BEGIN SUPPLIED RECORDS

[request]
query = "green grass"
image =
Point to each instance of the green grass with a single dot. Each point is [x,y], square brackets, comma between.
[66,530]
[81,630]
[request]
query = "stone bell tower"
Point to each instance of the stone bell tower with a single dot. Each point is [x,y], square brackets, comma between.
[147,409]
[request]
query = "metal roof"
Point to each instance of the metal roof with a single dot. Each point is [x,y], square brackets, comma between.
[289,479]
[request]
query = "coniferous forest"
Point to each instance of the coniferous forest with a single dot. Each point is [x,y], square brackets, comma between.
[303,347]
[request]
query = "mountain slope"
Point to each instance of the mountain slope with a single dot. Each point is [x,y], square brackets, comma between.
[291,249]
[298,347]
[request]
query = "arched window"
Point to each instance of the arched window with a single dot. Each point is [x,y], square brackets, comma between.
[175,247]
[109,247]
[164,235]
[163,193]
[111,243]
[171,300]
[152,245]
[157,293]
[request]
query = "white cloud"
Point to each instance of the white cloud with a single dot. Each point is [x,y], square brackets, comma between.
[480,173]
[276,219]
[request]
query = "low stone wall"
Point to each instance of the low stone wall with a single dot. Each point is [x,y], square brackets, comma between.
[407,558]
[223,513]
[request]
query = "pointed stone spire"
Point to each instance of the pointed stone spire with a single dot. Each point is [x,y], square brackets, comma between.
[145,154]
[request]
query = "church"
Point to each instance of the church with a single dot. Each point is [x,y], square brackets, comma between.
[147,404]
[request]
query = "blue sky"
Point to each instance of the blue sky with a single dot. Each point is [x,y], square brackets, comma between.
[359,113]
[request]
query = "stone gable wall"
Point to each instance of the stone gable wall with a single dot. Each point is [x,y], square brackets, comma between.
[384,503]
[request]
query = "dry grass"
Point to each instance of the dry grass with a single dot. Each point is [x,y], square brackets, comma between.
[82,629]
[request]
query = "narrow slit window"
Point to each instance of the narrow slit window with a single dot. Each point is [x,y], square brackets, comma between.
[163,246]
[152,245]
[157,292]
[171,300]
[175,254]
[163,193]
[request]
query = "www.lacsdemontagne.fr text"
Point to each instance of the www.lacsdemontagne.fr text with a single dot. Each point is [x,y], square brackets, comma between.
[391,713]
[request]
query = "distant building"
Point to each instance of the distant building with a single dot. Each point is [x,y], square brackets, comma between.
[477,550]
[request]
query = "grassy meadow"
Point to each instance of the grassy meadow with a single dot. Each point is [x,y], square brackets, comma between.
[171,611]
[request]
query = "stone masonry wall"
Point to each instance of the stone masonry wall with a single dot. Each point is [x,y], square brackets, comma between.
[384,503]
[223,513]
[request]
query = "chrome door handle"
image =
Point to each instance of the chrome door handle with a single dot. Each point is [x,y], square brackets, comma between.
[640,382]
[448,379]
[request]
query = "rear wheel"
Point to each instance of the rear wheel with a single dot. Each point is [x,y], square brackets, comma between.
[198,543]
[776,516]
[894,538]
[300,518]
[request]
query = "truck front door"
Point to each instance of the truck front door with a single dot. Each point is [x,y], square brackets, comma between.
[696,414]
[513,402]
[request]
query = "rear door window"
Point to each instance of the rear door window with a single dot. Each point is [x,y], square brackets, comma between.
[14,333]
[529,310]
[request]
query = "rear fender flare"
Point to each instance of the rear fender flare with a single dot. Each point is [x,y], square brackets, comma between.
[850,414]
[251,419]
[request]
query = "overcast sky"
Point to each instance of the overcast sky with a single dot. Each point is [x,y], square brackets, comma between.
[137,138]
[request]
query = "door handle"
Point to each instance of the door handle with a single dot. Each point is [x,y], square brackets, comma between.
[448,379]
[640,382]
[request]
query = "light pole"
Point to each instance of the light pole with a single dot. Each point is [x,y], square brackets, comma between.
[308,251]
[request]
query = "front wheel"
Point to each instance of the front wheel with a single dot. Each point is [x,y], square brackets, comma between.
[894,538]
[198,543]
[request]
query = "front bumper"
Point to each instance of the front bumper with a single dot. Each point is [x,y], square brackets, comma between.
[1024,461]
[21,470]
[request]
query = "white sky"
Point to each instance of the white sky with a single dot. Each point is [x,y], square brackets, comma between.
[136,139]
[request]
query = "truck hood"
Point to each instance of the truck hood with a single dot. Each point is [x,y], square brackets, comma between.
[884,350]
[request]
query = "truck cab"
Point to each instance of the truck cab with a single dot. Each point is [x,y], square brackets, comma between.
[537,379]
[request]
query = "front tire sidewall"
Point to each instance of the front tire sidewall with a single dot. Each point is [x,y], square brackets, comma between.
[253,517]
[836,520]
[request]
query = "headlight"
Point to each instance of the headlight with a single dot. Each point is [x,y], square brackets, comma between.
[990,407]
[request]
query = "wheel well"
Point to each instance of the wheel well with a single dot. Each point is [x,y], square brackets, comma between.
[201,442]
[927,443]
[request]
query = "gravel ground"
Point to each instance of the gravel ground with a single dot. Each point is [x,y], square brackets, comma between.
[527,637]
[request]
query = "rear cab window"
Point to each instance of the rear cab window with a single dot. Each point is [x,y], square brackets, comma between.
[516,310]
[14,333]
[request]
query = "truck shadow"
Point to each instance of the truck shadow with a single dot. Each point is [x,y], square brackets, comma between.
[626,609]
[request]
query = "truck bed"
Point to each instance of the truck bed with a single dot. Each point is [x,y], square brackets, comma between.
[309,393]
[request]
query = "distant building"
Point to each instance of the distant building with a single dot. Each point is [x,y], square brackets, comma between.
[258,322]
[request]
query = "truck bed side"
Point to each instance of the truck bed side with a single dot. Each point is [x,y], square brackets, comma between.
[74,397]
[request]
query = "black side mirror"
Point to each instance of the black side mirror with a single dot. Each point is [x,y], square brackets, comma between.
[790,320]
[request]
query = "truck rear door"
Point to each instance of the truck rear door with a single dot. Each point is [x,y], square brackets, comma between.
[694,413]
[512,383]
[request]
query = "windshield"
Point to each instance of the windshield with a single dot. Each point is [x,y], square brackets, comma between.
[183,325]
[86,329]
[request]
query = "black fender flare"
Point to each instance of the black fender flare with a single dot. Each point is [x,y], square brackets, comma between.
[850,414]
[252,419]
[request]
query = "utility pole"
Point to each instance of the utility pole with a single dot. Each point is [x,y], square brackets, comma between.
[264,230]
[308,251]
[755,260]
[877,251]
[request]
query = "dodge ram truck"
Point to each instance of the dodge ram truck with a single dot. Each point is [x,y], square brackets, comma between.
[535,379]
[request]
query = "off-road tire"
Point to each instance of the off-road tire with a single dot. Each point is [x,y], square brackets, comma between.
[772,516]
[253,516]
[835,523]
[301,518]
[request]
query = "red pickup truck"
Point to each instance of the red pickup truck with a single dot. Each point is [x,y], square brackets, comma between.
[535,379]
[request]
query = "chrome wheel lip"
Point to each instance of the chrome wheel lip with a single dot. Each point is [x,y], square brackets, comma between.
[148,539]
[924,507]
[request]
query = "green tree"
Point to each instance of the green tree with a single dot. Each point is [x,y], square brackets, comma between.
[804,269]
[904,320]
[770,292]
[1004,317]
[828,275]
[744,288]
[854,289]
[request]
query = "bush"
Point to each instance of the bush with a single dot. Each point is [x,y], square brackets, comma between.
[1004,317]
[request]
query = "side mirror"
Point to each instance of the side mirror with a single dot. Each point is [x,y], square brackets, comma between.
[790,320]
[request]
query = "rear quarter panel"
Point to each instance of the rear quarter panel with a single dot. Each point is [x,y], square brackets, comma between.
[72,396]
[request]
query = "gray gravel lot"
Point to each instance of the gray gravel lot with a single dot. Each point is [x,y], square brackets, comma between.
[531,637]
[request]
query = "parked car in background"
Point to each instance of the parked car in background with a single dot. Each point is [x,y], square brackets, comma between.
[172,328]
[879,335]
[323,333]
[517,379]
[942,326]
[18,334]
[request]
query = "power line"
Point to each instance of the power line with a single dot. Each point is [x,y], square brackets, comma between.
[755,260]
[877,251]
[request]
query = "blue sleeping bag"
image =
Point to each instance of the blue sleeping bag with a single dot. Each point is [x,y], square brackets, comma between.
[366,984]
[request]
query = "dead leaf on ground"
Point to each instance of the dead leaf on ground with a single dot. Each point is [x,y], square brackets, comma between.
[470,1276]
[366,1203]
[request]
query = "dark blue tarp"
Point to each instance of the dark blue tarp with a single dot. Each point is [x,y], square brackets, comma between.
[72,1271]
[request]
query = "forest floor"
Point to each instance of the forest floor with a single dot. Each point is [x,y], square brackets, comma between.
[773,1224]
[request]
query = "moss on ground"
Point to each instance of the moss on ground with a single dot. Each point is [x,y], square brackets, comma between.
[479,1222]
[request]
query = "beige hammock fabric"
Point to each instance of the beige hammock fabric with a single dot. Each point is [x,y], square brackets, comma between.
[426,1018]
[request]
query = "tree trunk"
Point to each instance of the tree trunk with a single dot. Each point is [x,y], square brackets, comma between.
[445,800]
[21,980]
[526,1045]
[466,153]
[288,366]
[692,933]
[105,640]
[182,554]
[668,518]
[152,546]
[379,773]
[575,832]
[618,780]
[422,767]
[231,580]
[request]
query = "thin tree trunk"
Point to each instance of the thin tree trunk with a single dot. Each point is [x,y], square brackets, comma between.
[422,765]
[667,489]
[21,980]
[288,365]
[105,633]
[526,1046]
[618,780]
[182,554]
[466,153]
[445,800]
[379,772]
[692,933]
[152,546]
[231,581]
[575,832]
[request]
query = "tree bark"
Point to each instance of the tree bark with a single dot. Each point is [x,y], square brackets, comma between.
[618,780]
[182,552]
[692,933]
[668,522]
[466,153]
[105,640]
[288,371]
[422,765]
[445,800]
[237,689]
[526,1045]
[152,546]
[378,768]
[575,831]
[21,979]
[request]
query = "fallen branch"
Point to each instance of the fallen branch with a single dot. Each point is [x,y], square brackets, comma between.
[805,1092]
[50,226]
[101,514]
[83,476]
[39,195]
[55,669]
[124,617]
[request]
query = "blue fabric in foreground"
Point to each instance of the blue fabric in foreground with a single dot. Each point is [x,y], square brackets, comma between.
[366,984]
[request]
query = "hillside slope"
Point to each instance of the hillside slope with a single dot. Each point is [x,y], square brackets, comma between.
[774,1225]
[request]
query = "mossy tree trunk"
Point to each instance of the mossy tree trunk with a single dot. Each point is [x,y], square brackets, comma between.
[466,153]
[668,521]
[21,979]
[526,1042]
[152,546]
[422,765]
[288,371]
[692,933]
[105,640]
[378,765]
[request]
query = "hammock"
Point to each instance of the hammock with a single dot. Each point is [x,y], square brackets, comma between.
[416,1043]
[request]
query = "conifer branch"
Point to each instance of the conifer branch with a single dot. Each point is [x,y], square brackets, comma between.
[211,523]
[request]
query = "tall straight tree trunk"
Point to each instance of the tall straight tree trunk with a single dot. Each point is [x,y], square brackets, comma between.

END SUPPLIED RECORDS

EXERCISE AIM: Count the lines of the material that contain the word "narrow", and reply with only that number.

EXPECTED ANSWER: 2